Top Republicans Call for DOJ to Investigate If EcoHealth Alliance Broke Law

Top Republicans Call for DOJ to Investigate If EcoHealth Alliance Broke Law
Peter Daszak, right, the president of the EcoHealth Alliance, is seen in Wuhan, China, on Feb. 3, 2021. (Hector Retamal/AFP via Getty Images)
Zachary Stieber
10/28/2021
Updated:
10/28/2021

Top Republicans in Congress are asking the Department of Justice to investigate a global nonprofit that funneled U.S. taxpayer money to Chinese scientists but failed to abide by a grant agreement in doing so.

EcoHealth Alliance, which received millions of dollars from the National Institutes of Health (NIH) from 2014 to 2019, broke the agreement by not alerting the NIH that the experiments led to a sharp increase in the virulence of a modified coronavirus, an agency official told members of Congress last week.

“EcoHealth failed to report this finding right away, as was required by the terms of the grant,” Lawrence Tabak, the NIH’s principal deputy director, informed lawmakers in letters.

______________________________

» **Work instruction 1**
Name every person the EcoHealth Alliance article mentions by name.
» **Work instruction 2**
Reproduce the portion of the EcoHealth Alliance article that begins with the words "EcoHealth Alliance, which" and ends with "lawmakers in letters.".

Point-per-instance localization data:

______________________________

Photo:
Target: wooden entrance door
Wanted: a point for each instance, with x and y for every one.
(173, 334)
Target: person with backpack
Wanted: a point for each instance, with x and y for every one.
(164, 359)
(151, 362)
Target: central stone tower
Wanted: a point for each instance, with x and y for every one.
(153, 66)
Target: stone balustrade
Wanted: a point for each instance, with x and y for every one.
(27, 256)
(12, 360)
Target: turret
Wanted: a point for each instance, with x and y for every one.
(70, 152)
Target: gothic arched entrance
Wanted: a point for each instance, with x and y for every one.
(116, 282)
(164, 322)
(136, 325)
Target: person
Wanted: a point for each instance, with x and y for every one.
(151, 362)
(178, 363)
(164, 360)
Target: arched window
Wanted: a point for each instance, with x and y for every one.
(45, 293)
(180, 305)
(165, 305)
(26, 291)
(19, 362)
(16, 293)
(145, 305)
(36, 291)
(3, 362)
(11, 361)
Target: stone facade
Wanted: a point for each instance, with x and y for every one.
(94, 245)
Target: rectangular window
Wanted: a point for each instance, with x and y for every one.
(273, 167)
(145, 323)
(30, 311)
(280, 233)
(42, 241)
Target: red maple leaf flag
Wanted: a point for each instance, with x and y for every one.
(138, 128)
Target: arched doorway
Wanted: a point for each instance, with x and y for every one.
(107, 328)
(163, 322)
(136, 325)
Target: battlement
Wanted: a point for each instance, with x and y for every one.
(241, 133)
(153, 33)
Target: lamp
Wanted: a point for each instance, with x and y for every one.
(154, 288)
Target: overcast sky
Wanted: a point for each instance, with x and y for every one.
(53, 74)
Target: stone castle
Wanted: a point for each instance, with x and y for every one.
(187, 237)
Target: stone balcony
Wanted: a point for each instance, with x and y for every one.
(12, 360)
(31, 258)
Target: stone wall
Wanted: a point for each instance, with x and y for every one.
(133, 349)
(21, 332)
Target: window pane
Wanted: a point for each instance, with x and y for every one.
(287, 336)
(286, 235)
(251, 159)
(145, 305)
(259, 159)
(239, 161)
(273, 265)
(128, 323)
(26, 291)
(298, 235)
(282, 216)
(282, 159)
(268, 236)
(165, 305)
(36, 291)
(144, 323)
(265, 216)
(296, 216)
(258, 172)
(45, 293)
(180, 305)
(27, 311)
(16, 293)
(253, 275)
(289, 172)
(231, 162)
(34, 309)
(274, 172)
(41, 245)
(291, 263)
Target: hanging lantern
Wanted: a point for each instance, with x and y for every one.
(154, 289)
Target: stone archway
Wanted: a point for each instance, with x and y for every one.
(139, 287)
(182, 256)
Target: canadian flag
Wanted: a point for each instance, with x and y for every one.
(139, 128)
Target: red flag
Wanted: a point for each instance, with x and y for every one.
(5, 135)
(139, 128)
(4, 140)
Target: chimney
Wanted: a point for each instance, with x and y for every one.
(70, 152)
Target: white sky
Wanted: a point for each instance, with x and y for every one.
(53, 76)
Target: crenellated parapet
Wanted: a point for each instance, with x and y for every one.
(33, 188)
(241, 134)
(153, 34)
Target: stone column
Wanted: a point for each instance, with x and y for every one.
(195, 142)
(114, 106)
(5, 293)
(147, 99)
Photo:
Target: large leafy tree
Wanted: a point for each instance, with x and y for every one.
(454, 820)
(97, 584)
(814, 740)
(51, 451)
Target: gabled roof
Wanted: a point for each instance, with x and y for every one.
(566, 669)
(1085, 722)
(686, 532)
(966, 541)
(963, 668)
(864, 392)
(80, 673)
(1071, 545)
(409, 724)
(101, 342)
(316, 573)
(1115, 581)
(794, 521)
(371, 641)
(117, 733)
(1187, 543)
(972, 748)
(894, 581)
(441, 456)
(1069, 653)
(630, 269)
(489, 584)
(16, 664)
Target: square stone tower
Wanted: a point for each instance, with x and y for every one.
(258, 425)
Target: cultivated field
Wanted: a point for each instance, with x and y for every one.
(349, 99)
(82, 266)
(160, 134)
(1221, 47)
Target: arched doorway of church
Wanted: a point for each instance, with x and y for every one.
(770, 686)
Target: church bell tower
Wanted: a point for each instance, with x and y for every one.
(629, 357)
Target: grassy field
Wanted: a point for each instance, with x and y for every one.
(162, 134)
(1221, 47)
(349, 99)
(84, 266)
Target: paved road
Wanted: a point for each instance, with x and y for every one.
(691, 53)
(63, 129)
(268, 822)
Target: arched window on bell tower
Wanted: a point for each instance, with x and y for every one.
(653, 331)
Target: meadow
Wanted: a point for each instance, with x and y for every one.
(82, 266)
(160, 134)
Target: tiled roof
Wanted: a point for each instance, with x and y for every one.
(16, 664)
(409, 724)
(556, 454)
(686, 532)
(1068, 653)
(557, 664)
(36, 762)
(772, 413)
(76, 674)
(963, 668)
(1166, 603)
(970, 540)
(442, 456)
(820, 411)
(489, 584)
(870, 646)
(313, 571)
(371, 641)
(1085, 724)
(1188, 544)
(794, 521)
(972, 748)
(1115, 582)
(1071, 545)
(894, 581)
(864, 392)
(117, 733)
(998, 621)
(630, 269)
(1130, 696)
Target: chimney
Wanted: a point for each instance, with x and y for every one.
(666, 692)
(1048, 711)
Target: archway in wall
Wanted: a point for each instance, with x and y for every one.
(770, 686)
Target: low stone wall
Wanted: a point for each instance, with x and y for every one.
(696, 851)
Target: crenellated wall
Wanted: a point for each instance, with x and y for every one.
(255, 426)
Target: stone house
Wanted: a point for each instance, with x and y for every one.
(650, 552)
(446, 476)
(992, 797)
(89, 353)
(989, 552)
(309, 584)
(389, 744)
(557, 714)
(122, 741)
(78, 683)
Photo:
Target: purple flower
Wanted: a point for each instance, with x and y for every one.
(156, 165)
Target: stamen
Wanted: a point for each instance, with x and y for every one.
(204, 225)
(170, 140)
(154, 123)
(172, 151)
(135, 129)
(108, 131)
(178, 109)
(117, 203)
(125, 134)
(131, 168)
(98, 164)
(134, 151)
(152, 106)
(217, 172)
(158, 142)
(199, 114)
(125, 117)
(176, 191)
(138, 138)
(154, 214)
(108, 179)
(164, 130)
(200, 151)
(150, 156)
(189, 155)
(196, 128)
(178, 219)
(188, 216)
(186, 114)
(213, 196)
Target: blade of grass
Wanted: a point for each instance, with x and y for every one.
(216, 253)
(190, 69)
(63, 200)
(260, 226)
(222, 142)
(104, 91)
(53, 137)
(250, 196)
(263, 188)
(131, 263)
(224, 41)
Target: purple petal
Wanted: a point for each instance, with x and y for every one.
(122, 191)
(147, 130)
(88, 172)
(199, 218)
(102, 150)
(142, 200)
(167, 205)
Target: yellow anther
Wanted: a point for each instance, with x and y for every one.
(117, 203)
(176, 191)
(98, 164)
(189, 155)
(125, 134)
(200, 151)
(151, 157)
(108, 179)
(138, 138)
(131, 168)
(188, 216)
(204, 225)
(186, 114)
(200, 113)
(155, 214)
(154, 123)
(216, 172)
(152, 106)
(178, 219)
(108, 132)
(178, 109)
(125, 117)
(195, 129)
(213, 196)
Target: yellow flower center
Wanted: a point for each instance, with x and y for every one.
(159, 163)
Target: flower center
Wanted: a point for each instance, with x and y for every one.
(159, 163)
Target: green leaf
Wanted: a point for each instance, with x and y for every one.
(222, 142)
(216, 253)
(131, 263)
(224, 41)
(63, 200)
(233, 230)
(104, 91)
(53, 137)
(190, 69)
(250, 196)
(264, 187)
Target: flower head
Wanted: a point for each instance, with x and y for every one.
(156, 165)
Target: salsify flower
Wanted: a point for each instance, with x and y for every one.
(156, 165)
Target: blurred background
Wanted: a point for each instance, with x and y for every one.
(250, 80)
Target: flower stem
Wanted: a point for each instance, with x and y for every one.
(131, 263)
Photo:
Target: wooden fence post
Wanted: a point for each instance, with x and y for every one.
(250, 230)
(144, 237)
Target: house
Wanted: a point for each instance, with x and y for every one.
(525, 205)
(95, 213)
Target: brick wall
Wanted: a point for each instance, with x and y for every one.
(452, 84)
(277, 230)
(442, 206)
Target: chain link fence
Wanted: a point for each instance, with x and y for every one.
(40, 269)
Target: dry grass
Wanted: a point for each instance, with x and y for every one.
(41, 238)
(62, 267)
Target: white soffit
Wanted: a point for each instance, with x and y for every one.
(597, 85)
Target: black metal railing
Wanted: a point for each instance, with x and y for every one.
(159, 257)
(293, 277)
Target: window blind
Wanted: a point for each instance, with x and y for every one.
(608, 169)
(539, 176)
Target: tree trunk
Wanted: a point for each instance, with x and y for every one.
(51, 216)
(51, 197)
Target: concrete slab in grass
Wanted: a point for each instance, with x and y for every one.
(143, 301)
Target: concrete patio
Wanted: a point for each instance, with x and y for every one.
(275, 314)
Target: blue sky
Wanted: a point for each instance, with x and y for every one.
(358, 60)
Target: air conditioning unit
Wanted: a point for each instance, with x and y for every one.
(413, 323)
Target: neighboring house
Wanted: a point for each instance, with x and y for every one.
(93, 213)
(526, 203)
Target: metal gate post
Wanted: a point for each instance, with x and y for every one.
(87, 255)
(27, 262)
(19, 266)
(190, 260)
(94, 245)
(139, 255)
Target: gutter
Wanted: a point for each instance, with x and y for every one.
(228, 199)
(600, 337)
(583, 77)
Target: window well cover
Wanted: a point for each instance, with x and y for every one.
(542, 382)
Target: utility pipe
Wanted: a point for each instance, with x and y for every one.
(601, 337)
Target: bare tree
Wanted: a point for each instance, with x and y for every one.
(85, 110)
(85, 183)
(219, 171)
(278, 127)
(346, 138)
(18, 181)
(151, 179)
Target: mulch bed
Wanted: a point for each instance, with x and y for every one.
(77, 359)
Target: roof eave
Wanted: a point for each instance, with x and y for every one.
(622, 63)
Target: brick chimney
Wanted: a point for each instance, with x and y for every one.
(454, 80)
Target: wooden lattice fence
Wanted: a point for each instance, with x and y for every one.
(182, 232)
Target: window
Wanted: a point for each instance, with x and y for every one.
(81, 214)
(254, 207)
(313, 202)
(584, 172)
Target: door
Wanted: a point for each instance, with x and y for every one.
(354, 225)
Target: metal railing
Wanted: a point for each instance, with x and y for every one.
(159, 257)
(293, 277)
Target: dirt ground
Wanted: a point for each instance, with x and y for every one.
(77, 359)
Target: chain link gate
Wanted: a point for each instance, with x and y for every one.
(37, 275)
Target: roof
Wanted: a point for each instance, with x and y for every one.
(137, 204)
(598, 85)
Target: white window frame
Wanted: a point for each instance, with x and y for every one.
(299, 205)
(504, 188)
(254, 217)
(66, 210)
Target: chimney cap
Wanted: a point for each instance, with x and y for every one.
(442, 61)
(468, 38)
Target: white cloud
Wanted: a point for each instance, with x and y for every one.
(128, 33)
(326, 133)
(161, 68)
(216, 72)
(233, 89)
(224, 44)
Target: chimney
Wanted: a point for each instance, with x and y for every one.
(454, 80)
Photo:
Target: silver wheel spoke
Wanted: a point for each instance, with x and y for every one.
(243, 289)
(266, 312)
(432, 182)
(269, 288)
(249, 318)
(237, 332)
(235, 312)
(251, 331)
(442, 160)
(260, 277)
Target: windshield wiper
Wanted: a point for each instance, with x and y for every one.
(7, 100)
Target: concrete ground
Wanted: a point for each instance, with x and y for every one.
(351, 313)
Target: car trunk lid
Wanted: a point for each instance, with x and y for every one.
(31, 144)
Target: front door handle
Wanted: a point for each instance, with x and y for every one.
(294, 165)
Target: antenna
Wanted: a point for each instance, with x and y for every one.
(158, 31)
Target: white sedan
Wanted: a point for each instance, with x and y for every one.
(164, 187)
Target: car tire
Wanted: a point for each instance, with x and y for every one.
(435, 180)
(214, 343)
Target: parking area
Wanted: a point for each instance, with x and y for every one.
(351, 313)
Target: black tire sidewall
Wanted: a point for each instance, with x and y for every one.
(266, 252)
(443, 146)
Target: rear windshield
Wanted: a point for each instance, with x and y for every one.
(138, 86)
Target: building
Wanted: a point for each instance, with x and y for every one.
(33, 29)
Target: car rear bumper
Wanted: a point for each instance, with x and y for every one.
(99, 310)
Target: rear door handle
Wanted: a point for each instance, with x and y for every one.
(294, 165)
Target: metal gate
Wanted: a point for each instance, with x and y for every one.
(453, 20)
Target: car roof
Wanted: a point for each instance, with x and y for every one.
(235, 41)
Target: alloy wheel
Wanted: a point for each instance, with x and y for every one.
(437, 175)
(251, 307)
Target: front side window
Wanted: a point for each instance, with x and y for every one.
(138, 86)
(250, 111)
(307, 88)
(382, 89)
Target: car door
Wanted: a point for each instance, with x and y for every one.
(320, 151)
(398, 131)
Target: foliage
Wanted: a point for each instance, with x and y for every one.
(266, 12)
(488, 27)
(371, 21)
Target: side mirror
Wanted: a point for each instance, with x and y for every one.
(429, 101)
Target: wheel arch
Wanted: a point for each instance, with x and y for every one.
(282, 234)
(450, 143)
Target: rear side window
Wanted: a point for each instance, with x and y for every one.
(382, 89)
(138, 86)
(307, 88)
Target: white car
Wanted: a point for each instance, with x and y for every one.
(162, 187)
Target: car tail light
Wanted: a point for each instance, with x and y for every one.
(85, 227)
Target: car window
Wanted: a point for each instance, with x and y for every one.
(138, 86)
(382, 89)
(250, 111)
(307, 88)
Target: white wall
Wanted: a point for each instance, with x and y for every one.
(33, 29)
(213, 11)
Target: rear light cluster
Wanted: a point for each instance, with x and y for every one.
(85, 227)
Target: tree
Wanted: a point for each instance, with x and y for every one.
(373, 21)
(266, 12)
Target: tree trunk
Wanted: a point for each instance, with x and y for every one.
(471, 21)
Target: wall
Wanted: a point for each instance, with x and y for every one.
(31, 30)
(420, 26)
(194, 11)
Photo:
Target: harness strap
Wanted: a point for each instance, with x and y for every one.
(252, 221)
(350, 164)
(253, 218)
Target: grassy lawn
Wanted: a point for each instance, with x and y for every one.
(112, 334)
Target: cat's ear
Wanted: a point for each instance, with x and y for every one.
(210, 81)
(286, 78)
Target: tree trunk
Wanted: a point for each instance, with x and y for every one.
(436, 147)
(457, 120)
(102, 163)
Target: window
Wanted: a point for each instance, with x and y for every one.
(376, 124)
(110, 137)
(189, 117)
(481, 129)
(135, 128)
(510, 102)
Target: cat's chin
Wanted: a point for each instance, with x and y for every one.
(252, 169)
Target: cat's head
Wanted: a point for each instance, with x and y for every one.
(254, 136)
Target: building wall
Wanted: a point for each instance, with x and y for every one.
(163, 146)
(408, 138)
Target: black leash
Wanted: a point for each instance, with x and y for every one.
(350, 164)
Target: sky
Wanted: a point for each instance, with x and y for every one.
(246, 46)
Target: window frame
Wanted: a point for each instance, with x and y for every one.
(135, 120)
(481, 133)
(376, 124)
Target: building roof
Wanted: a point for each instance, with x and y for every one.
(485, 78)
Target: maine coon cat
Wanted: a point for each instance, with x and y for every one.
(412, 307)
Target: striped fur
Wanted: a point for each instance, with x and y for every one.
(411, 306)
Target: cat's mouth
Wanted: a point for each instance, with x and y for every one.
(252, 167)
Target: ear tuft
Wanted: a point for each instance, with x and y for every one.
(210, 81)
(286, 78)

______________________________

» **Exercise result 1**
Peter Daszak, Hector Retamal, Zachary Stieber, Lawrence Tabak

» **Exercise result 2**
EcoHealth Alliance, which received millions of dollars from the National Institutes of Health (NIH) from 2014 to 2019, broke the agreement by not alerting the NIH that the experiments led to a sharp increase in the virulence of a modified coronavirus, an agency official told members of Congress last week.

“EcoHealth failed to report this finding right away, as was required by the terms of the grant,” Lawrence Tabak, the NIH’s principal deputy director, informed lawmakers in letters.